Start of GIVEN INFORMATION

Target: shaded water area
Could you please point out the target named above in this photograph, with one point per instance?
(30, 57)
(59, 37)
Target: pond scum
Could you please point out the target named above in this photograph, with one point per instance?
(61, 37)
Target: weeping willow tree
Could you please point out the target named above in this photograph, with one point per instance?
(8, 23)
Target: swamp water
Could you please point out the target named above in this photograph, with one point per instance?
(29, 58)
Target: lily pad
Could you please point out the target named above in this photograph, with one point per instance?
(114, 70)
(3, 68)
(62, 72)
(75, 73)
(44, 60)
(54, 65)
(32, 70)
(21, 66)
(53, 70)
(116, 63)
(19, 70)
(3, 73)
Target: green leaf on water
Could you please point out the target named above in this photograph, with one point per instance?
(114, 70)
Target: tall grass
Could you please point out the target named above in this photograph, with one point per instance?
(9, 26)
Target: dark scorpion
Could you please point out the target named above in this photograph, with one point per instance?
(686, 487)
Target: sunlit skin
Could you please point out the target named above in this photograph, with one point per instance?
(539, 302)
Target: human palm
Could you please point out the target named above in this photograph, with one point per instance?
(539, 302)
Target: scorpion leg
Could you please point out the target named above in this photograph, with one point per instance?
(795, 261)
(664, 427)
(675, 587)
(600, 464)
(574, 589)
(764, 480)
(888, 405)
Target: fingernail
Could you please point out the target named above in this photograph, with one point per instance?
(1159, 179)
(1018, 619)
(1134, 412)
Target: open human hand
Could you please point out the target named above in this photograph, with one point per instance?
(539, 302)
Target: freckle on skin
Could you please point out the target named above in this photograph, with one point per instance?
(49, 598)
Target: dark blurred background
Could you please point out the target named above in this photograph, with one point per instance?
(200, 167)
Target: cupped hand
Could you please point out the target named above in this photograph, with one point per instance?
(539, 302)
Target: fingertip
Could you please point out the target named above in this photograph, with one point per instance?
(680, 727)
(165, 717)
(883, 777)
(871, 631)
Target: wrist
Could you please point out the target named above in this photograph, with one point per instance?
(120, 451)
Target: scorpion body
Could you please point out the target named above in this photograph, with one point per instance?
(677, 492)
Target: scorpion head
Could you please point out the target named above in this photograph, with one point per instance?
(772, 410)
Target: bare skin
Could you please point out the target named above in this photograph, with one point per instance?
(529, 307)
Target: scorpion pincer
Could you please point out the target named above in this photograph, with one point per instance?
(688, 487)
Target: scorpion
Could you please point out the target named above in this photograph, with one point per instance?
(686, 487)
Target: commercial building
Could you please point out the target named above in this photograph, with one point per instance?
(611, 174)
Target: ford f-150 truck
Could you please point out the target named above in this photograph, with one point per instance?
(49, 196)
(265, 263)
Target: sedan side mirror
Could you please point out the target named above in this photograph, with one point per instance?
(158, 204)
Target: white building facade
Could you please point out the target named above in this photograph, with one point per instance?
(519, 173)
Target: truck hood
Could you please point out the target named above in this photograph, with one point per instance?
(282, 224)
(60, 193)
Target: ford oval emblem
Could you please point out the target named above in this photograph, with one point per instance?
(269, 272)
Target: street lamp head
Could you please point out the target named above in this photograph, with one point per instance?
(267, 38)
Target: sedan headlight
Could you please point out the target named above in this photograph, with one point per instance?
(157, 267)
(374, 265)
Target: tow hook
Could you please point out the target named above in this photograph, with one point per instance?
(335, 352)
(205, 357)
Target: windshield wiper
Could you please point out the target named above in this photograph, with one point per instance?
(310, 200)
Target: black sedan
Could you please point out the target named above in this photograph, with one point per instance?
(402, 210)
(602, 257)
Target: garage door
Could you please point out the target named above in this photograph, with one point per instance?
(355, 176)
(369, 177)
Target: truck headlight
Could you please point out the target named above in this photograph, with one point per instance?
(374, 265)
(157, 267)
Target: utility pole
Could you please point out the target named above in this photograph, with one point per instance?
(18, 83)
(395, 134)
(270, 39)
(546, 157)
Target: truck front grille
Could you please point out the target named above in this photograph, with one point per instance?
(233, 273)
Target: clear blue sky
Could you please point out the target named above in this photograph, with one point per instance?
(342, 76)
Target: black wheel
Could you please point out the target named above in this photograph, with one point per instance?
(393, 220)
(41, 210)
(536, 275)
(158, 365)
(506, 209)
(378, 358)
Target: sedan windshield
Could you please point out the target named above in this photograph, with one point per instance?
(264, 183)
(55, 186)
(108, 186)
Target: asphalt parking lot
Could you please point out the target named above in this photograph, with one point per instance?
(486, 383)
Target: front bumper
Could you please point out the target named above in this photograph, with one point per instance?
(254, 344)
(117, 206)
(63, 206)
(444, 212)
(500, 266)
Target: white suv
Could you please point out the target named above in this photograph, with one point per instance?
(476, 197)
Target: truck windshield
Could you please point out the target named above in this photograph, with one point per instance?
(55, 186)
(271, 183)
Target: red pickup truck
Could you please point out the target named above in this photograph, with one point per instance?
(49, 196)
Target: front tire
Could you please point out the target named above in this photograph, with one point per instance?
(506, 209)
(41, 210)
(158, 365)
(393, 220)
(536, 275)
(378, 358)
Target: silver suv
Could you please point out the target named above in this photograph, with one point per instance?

End of GIVEN INFORMATION

### TASK PROMPT
Considering only the data above, return the lines in which "black" occurs.

### SOLUTION
Target: black sedan
Target: black wheel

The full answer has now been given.